What to work on ▸
A – Reproduce the woodchuck passage word for word between "Nevertheless, according to" and "an early spring.", inclusive.
B – Carry on the woodchuck passage, picking up after its final sentence.

Passage to read ▸
Start of Block

Actually, the name woodchuck has nothing to do with wood, or chucking it, according to the Animal Diversity Web. The word woodchuck comes from a Native American word, wuchak, which roughly translates as “digger.”
Nevertheless, according to Cornell, a wildlife biologist sought to answer the tongue-twister’s question. He measured the volume of a woodchuck burrow and estimated that if the hole were filled with wood rather than dirt, the woodchuck would have chucked about 700 lbs. (Woodchucks, however, typically do not chew wood.)
First Groundhog Day
According to History.com – On February 2, 1887, Groundhog Day, featuring a rodent meteorologist, was celebrated for the first time at Gobbler’s Knob in Punxsutawney, Pennsylvania. According to tradition, if a groundhog comes out of its hole on this day and sees its shadow, it gets scared and runs back into its burrow, predicting six more weeks of winter weather; no shadow means an early spring.

End of Block

Provided data ▸
Start of Block

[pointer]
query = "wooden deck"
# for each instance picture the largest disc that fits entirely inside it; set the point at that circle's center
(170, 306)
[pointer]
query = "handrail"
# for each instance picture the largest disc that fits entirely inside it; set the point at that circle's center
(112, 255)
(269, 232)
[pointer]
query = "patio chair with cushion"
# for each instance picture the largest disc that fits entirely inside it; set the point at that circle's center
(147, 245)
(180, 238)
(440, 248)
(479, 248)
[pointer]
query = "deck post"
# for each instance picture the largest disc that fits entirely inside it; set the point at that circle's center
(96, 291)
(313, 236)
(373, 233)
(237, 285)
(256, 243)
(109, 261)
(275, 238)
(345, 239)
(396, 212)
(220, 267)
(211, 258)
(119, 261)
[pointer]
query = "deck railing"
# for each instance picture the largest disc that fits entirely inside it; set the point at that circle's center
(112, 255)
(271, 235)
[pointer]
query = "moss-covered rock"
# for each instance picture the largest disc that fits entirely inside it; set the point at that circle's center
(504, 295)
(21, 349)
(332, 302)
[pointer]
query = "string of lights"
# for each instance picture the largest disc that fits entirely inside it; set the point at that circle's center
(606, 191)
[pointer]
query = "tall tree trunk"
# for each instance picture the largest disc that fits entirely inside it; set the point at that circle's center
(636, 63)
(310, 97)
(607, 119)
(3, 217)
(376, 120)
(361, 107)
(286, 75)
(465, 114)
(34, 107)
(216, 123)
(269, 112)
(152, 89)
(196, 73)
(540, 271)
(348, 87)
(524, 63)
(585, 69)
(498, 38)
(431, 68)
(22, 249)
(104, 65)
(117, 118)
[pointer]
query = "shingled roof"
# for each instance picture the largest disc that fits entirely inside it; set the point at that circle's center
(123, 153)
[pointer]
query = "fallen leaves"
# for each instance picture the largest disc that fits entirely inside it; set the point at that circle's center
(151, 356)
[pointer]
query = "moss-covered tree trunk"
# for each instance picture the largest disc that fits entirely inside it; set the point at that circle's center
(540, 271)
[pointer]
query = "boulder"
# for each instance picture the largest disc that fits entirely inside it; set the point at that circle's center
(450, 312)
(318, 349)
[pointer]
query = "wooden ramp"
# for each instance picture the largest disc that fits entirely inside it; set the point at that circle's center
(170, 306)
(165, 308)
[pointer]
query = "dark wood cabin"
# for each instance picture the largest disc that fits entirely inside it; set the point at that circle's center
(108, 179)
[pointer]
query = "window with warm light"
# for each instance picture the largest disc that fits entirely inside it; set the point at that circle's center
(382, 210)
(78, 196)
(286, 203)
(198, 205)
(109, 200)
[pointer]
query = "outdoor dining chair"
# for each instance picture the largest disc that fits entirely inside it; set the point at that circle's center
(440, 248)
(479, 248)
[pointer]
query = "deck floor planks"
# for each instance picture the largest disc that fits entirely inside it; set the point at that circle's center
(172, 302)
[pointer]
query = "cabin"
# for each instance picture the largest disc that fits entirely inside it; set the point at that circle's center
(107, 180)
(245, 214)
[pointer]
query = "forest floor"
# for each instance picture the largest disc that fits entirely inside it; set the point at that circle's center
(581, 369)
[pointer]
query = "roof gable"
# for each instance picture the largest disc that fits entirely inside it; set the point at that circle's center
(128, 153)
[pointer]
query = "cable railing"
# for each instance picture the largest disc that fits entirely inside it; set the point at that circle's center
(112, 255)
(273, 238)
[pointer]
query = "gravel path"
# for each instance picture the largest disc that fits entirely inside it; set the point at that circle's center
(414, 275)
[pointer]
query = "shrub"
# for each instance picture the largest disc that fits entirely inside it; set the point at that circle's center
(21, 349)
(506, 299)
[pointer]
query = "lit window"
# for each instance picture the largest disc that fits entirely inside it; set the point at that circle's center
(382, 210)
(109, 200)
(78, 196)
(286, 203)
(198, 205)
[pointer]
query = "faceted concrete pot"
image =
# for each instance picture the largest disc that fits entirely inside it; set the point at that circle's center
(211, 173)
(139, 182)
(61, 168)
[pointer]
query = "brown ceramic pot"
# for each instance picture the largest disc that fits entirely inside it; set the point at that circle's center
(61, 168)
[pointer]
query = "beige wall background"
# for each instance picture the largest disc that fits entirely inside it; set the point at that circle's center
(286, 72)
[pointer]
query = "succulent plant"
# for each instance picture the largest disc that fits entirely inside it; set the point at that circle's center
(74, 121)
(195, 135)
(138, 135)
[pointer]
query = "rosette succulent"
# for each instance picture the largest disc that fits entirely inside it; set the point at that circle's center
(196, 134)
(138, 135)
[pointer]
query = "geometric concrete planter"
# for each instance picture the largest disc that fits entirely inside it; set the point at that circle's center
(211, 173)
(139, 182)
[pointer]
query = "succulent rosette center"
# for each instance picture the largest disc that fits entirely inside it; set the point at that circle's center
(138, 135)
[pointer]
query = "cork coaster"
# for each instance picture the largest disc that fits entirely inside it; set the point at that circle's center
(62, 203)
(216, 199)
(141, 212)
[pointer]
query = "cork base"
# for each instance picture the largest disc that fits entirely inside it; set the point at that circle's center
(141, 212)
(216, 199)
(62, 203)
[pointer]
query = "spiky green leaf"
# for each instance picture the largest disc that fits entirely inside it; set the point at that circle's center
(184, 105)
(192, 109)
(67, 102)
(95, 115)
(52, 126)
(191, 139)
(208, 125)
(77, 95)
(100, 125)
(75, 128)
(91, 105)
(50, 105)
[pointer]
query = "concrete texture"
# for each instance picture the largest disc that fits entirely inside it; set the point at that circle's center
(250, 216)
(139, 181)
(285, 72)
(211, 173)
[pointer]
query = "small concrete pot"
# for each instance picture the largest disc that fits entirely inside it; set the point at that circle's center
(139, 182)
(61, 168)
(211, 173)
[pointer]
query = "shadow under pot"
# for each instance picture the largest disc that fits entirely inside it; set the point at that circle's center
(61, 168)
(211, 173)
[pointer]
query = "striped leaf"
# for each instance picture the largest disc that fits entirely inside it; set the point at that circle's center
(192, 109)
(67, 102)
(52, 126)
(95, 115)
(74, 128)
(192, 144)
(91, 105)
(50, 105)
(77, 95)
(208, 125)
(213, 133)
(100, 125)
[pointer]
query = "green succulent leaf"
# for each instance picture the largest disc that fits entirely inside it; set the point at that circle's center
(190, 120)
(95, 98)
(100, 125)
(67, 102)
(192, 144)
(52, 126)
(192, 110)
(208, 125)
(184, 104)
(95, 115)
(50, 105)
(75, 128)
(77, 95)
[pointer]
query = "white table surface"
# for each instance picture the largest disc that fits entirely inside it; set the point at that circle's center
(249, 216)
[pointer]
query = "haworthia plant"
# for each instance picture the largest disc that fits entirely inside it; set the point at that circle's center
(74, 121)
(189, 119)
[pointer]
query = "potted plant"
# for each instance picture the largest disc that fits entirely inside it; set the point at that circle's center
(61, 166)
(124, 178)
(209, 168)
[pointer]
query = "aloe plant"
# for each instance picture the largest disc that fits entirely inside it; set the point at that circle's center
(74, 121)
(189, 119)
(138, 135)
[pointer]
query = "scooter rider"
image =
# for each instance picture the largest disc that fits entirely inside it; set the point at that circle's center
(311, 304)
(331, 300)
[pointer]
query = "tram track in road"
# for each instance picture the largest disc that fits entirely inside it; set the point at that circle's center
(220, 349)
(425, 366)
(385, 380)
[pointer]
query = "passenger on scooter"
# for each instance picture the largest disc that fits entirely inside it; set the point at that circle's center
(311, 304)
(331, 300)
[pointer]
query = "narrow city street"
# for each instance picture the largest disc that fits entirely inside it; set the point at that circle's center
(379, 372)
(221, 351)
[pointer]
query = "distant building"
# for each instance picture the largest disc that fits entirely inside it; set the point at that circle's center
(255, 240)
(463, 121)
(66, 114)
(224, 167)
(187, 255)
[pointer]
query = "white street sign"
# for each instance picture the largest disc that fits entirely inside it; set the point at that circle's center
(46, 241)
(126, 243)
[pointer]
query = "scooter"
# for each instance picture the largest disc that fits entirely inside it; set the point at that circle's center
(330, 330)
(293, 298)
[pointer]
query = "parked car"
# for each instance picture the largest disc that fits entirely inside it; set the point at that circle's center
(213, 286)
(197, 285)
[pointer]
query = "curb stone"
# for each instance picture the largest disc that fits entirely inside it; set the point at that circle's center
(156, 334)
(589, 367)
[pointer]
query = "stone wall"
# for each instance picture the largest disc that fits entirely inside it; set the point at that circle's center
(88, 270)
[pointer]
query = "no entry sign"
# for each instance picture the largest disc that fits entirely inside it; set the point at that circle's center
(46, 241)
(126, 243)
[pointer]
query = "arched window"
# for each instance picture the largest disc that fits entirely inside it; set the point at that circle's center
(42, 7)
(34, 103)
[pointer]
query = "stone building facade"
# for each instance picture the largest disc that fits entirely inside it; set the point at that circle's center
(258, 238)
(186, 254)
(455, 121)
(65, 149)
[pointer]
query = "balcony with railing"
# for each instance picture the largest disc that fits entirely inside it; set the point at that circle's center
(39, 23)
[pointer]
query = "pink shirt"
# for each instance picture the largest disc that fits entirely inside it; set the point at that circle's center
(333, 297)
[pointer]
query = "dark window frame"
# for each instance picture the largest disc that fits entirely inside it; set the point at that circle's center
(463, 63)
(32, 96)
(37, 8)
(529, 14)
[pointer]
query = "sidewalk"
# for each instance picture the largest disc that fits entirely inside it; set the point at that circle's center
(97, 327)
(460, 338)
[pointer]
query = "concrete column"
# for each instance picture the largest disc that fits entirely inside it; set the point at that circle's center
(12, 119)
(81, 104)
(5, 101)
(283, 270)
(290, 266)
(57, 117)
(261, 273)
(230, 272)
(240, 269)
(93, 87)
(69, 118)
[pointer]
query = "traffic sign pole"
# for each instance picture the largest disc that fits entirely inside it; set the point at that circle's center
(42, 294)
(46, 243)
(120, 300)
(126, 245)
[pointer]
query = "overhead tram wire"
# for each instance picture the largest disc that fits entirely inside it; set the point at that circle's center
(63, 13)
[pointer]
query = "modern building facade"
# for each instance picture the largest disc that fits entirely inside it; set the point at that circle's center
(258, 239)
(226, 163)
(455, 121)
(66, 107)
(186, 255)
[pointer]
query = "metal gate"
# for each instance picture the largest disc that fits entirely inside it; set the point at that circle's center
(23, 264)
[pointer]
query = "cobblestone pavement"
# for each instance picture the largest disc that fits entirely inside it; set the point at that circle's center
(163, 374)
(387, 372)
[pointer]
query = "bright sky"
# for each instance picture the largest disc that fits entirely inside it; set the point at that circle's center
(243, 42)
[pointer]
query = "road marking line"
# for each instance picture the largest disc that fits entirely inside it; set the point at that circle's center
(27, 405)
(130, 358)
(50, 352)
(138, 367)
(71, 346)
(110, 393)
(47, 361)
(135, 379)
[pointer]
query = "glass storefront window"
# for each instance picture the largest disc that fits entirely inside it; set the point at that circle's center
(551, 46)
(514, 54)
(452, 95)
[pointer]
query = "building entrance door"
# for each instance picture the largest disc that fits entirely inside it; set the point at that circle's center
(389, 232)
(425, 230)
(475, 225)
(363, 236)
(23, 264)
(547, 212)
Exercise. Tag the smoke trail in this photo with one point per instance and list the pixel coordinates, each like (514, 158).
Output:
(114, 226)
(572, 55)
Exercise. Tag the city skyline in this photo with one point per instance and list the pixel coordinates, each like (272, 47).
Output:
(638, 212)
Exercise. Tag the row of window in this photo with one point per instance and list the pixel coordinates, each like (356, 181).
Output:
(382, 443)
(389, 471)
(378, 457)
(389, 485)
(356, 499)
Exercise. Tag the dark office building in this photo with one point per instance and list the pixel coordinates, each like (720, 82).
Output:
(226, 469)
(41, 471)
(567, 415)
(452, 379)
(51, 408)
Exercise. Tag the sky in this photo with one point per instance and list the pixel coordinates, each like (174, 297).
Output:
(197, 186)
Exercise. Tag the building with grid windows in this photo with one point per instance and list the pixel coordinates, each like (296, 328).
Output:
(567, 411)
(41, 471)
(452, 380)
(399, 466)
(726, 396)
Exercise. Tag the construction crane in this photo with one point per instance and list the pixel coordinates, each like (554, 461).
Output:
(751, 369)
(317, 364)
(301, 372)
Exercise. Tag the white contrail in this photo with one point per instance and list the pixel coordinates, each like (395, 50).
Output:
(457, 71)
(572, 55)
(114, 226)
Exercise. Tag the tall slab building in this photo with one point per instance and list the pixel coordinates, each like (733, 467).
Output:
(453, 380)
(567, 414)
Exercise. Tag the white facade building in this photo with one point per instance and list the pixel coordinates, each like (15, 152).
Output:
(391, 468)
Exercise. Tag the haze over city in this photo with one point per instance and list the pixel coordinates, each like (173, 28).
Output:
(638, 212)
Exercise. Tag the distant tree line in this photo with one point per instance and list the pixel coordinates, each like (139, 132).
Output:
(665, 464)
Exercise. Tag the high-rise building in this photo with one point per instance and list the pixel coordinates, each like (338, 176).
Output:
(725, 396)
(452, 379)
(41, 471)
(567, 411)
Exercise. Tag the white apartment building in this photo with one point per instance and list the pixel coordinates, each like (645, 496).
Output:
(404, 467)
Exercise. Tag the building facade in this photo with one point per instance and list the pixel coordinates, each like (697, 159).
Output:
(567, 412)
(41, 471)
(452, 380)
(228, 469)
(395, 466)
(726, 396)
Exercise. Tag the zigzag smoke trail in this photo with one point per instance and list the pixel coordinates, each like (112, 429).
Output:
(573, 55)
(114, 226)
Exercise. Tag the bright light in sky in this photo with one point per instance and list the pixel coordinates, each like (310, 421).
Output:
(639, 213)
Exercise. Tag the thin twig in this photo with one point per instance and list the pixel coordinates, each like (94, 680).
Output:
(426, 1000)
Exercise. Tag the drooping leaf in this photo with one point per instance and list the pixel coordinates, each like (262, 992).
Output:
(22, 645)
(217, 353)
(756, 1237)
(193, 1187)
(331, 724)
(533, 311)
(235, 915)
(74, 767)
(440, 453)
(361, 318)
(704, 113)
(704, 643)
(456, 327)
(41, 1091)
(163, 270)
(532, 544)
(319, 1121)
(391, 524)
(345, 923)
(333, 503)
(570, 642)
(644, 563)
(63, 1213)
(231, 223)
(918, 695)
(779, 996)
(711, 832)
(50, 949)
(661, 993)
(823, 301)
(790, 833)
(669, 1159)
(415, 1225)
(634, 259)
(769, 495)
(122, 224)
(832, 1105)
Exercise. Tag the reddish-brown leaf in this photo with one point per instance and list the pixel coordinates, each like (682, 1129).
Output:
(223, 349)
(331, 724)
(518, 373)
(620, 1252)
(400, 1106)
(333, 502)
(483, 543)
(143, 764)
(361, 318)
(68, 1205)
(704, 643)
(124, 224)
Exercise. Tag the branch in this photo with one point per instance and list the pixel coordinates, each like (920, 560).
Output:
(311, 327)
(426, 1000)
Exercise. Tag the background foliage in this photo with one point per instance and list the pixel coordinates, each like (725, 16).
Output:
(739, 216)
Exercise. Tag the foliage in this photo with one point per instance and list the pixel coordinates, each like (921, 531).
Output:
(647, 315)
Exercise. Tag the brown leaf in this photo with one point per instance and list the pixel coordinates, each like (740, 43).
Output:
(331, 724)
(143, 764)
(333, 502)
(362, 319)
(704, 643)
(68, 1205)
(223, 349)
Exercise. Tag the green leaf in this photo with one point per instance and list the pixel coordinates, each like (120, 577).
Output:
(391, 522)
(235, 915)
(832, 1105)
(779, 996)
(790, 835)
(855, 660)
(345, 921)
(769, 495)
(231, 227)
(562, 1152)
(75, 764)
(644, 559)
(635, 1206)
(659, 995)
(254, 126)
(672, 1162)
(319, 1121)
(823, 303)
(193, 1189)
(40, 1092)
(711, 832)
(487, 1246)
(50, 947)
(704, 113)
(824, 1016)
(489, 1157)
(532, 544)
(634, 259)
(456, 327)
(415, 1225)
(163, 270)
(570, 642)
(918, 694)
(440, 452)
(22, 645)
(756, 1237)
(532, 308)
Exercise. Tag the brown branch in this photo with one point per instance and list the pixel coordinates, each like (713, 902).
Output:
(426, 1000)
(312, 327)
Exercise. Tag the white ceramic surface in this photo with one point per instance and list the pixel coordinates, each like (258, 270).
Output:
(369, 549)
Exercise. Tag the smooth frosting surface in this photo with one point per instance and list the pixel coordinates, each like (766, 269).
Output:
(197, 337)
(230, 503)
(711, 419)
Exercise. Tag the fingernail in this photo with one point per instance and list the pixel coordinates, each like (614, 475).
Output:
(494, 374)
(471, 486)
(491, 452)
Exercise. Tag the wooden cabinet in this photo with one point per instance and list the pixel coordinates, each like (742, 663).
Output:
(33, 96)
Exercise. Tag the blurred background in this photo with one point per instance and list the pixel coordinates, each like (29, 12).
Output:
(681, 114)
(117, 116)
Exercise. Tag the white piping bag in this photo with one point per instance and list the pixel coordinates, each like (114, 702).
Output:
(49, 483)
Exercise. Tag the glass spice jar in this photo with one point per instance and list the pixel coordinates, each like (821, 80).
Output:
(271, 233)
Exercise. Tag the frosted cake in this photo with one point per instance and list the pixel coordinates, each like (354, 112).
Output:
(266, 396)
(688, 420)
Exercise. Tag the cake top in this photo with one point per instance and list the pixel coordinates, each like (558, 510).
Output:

End of Block

Responses ▸
A –
Nevertheless, according to Cornell, a wildlife biologist sought to answer the tongue-twister’s question. He measured the volume of a woodchuck burrow and estimated that if the hole were filled with wood rather than dirt, the woodchuck would have chucked about 700 lbs. (Woodchucks, however, typically do not chew wood.)
First Groundhog Day
According to History.com – On February 2, 1887, Groundhog Day, featuring a rodent meteorologist, was celebrated for the first time at Gobbler’s Knob in Punxsutawney, Pennsylvania. According to tradition, if a groundhog comes out of its hole on this day and sees its shadow, it gets scared and runs back into its burrow, predicting six more weeks of winter weather; no shadow means an early spring.

B –
Groundhog Day has its roots in the ancient Christian tradition of Candlemas, when clergy would bless and distribute candles needed for winter. The candles represented how long and cold the winter would be. Germans expanded on this concept by selecting an animal–the hedgehog–as a means of predicting weather. Once they came to America, German settlers in Pennsylvania continued the tradition, although they switched from hedgehogs to groundhogs, which were plentiful in the Keystone State.
In 1887, a newspaper editor belonging to a group of groundhog hunters from Punxsutawney called the Punxsutawney Groundhog Club declared that Phil, the Punxsutawney groundhog, was America’s only true weather-forecasting groundhog. The line of groundhogs that have since been known as Phil might be America’s most famous groundhogs, but other towns across North America now have their own weather-predicting rodents, from Birmingham Bill to Staten Island Chuck to Shubenacadie Sam in Canada.